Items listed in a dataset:
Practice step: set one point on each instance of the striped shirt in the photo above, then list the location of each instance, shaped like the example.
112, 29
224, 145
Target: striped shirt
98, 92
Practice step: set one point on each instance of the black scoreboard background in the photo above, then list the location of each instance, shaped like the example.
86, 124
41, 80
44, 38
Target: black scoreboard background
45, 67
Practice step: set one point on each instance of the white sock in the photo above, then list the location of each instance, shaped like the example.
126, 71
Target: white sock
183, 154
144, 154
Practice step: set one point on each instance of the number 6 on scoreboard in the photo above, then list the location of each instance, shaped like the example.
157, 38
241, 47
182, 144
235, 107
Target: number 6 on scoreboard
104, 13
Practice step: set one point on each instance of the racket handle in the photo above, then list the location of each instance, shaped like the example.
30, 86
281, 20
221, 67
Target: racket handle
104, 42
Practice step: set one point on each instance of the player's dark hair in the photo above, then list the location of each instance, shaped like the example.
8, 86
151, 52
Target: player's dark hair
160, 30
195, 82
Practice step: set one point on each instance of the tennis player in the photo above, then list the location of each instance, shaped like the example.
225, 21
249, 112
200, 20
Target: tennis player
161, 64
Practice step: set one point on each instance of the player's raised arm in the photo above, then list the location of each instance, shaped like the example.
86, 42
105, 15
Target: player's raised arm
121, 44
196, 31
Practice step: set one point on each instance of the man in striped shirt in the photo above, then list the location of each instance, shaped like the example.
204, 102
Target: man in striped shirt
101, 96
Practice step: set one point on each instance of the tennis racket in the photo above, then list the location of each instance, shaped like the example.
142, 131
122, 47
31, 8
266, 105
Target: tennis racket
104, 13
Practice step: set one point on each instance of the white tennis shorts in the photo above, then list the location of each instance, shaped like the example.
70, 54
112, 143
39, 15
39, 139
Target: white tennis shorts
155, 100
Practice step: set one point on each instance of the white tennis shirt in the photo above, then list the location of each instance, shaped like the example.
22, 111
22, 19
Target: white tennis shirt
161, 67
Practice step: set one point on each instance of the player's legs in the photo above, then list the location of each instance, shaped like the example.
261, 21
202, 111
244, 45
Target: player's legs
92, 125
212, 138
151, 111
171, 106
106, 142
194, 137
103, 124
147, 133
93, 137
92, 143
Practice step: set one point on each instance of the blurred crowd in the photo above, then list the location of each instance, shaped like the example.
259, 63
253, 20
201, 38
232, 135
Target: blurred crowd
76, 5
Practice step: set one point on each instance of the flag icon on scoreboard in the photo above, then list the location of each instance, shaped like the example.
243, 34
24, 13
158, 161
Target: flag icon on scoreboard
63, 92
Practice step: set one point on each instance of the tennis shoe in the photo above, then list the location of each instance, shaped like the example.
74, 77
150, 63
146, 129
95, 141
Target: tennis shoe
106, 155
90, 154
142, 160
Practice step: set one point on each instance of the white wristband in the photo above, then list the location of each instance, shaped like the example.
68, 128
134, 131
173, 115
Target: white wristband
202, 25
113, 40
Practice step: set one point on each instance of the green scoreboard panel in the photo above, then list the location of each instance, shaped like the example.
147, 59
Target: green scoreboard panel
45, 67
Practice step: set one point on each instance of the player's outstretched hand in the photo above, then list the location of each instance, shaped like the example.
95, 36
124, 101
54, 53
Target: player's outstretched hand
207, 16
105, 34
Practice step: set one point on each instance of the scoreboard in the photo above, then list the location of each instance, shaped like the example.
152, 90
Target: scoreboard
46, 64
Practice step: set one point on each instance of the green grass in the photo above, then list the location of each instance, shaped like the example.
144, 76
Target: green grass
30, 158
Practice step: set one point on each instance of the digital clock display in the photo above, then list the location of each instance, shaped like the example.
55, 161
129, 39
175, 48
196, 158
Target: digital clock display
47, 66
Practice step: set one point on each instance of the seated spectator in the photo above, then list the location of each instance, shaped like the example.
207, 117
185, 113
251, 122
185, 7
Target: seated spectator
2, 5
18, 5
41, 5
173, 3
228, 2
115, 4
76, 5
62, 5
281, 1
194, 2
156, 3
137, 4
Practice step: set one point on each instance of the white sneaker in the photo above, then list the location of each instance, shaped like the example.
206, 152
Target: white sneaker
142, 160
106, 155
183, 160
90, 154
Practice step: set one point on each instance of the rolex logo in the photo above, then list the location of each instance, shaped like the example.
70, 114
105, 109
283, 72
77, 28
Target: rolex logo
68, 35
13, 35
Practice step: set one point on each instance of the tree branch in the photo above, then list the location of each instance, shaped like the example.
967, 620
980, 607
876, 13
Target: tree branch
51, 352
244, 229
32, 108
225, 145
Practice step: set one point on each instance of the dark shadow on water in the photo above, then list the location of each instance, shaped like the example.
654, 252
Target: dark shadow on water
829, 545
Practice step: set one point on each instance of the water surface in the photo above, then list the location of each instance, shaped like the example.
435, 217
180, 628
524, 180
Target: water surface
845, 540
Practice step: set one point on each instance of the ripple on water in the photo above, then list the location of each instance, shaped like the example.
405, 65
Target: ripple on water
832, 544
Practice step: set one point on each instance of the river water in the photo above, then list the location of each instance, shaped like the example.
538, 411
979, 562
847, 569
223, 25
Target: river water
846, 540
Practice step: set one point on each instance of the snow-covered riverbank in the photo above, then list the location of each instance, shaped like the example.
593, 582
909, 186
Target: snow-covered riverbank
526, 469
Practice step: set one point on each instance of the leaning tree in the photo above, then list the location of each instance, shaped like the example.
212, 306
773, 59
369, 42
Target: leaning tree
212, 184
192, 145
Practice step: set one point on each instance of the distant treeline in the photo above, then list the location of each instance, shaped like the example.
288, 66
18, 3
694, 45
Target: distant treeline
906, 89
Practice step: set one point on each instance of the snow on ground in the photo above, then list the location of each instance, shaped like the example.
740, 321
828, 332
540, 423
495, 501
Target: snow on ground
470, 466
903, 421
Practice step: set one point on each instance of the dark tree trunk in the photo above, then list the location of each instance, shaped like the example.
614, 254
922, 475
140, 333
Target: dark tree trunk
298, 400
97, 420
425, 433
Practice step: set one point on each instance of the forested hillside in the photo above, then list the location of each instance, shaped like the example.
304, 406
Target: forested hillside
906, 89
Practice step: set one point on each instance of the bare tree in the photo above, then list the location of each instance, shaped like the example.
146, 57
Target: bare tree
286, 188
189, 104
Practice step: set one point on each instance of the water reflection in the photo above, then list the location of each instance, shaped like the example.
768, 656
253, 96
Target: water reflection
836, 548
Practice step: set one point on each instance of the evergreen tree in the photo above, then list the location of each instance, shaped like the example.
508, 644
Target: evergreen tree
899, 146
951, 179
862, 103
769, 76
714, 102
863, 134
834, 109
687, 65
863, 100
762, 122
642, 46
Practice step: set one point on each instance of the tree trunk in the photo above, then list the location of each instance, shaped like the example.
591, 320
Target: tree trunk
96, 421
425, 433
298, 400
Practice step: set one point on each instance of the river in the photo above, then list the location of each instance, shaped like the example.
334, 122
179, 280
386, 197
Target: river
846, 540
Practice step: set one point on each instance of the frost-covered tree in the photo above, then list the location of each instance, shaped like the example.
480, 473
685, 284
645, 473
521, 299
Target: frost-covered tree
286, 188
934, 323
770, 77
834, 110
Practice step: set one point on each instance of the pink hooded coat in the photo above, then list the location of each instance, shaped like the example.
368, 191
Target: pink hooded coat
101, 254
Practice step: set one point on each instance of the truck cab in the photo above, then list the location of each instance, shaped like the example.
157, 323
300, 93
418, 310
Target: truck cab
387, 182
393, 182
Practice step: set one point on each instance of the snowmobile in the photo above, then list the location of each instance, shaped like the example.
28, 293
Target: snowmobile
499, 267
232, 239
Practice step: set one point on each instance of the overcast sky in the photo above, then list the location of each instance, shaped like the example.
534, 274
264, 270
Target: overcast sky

WHAT YOU SHOULD DO
Repeat the material above in full, quoting it exactly.

RESULT FOR THIS EXERCISE
Practice step: set one point on each instance of the striped shirt in the photo above, then list the location of each instance, shaped like the example.
112, 29
224, 145
Target: striped shirt
98, 92
Practice step: set one point on each instance of the black scoreboard background in the photo above, then list the location of each instance, shaped like the example.
86, 124
41, 80
44, 38
Target: black scoreboard background
45, 67
Practice step: set one point on each instance of the white sock in the photo above, then list the location of each instance, shaped like the example.
126, 71
Target: white sock
183, 154
144, 154
Practice step: set one point on each instance of the number 6 on scoreboard in the photo above, then list the location of each instance, shaped like the example.
157, 38
241, 47
182, 144
235, 107
Target: number 6 on scoreboard
104, 13
Practice step: set one point on each instance of the racket handle in the photo above, then list the location of each instance, shaped like the example.
30, 86
281, 20
221, 67
Target: racket handle
104, 42
Practice step: set one point on each instance of the player's dark hair in the photo above, then list the location of each instance, shaped like the example.
8, 86
151, 52
Target: player's dark hair
160, 30
195, 82
Practice step: set one point on each instance of the tennis player in the photo above, then list the location of each instance, shaped like the example.
225, 21
249, 112
200, 20
Target: tennis player
161, 64
Practice step: set one point on each instance of the player's raised arm in the photo above, then list the location of each instance, shaped like the example.
86, 42
105, 15
Target: player's raised arm
121, 44
196, 31
Practice step: set one point on each instance of the man in striped shirt in the photo above, then list the location of each instance, shaped like the example.
204, 102
Target: man in striped shirt
101, 96
Practice step: set one point on each instance of the tennis racket in the photo above, then list the location of each instance, shaped like the example.
142, 131
122, 47
31, 8
266, 105
Target: tennis racket
104, 13
Practice step: set one point on each instance of the white tennis shorts in the photo above, then list the location of each instance, shaped like the example.
70, 54
112, 143
39, 15
39, 139
Target: white tennis shorts
155, 100
Practice step: set one point on each instance of the white tennis shirt in the photo above, then list the location of each instance, shaped like the example.
22, 111
22, 19
Target: white tennis shirt
161, 67
Practice step: set one point on each instance of the player's legs in the photo above, then list the location of each instance, shaped like the example.
261, 21
202, 111
244, 45
Target: player's legs
92, 125
212, 138
151, 111
171, 106
106, 142
194, 137
103, 124
147, 133
93, 137
92, 143
Practice step: set one point on each instance of the blurred crowd in the photo above, then list the location of each instance, shaped like the example.
259, 63
253, 20
201, 38
232, 135
Target: blurred crowd
76, 5
Practice step: set one point on each instance of the flag icon on scoreboard in the photo above, then list the location of each instance, shaped like the example.
243, 34
24, 13
158, 161
Target: flag icon on scoreboard
63, 92
Practice step: set one point on each instance of the tennis shoe in the photo above, then list the location of each instance, shaped like the example.
74, 77
150, 63
146, 129
95, 141
Target: tennis shoe
106, 155
90, 154
142, 160
Practice step: set one point on each instance of the white wristband in the photo above, then list the location of each instance, shaped like the example.
68, 128
134, 131
173, 115
Target: white wristband
202, 25
113, 40
Practice step: set one point on each instance of the green scoreboard panel in the photo above, then list the location of each instance, shaped like the example.
147, 59
Target: green scoreboard panel
45, 67
Practice step: set one point on each instance of the player's outstretched hand in the photo above, then list the location of each instance, shaped like the example.
95, 36
124, 101
54, 53
Target: player's outstretched hand
207, 16
105, 34
Practice step: set one point on each instance of the scoreboard in the photo above, then list the location of each instance, shaped like the example.
152, 90
Target: scoreboard
46, 64
Practice step: set one point on each instance of the green grass in the photo above, then list the location of each instance, shaped like the example.
144, 76
Target: green grass
30, 158
Practice step: set one point on each instance of the digital clock display in the photo above, then list the location of each instance, shaped like the example.
55, 161
129, 39
175, 48
196, 158
Target: digital clock display
47, 66
Practice step: set one point on each instance of the seated spectator in the photo above, then list the location of each instance, shaped like the example.
207, 117
185, 113
251, 122
185, 7
Target: seated spectator
2, 5
18, 5
41, 5
173, 3
228, 2
115, 4
76, 5
62, 5
281, 1
194, 2
156, 3
137, 4
Practice step: set one point on each instance of the white sneaker in the photo above, then list the location of each instance, shaped like the example.
206, 152
Target: white sneaker
142, 160
106, 155
183, 160
90, 154
Practice step: set one point on each instance of the rolex logo in the photo above, then list the location of each instance, shaped like the example.
70, 114
105, 109
283, 72
77, 28
Target: rolex logo
68, 35
13, 35
Practice step: set one point on each instance of the tree branch in the photo above, then list the location of each instance, shaped like the example.
967, 620
980, 607
876, 13
Target: tree branch
51, 352
244, 229
32, 108
225, 145
Practice step: set one point on each instance of the dark shadow on water in the photo above, then list the location of each instance, shaped like the example.
654, 252
Target: dark shadow on water
829, 545
Practice step: set one point on each instance of the water surface in the photo above, then list the location of each instance, shaped like the example.
435, 217
180, 628
524, 180
Target: water surface
845, 540
Practice step: set one point on each instance of the ripple on water in the photo above, then list the location of each instance, shaped like the example.
405, 65
Target: ripple on water
832, 544
Practice step: set one point on each instance of the river water in the photo above, then list the location of each instance, shaped like the example.
538, 411
979, 562
847, 569
223, 25
Target: river water
846, 540
Practice step: set one point on each instance of the snow-covered riverbank in the photo above, then list the location of each instance, shaped like the example.
593, 582
909, 186
Target: snow-covered riverbank
526, 469
Practice step: set one point on each instance of the leaning tree in the photo above, then list the location of each instance, shaped like the example.
212, 306
773, 59
369, 42
Target: leaning tree
212, 184
192, 145
Practice step: set one point on each instance of the distant treeline in the photo above, then list the location of each instance, shaped like the example.
288, 66
18, 3
694, 45
Target: distant treeline
906, 89
Practice step: set one point on each instance of the snow on ground in the photo above, then list the location of each instance, shaped like the example.
740, 321
828, 332
540, 423
495, 501
Target: snow on ground
470, 466
903, 421
Practice step: set one point on each instance of the dark tree trunk in the photo above, then list the location of each instance, shaped like the example.
614, 254
922, 475
140, 333
Target: dark tree trunk
298, 400
97, 420
425, 433
Practice step: set one point on each instance of the forested hillside in the photo above, then list the location of each instance, shaped like the example.
304, 406
Target: forested hillside
906, 89
Practice step: set one point on each instance of the bare tree in the photo above, then list the location of each instance, shaped like the example.
146, 57
Target: bare tree
286, 188
189, 104
Practice step: set one point on each instance of the water reflection in the photo above, then list the location of each instance, shaped like the example.
768, 656
253, 96
Target: water reflection
836, 548
Practice step: set one point on each instance of the evergreen tree in the photo above, then list the location of each instance, shaped like the example.
508, 644
Target: evergreen tree
899, 146
951, 179
862, 103
769, 76
714, 102
863, 134
834, 109
687, 65
863, 100
762, 122
642, 46
Practice step: set one point on each instance of the tree trunk in the photo above, then list the location of each instance, shaped like the example.
591, 320
Target: tree trunk
96, 421
425, 433
298, 400
Practice step: set one point on each instance of the river in the photo above, then list the location of each instance, shaped like the example.
334, 122
179, 280
386, 197
Target: river
846, 540
Practice step: set one point on each instance of the frost-covered tree in the photo above, then list the location of each instance, shaped like the example.
480, 473
685, 284
645, 473
521, 299
Target: frost-covered tree
286, 188
934, 323
770, 77
834, 110
Practice step: set one point on each instance of the pink hooded coat in the photo above, then list the location of each instance, shaped like the example.
368, 191
Target: pink hooded coat
101, 254
Practice step: set one point on each instance of the truck cab in the photo above, then list the location of each instance, shaped like the example.
157, 323
300, 93
418, 310
Target: truck cab
387, 182
393, 182
Practice step: set one point on each instance of the snowmobile in the photo above, then list the location of each instance, shaped like the example.
28, 293
Target: snowmobile
499, 267
232, 239
Practice step: set one point on each instance of the overcast sky in the photo above, then list the location of each instance, shaped like the example.
534, 274
264, 270
Target: overcast sky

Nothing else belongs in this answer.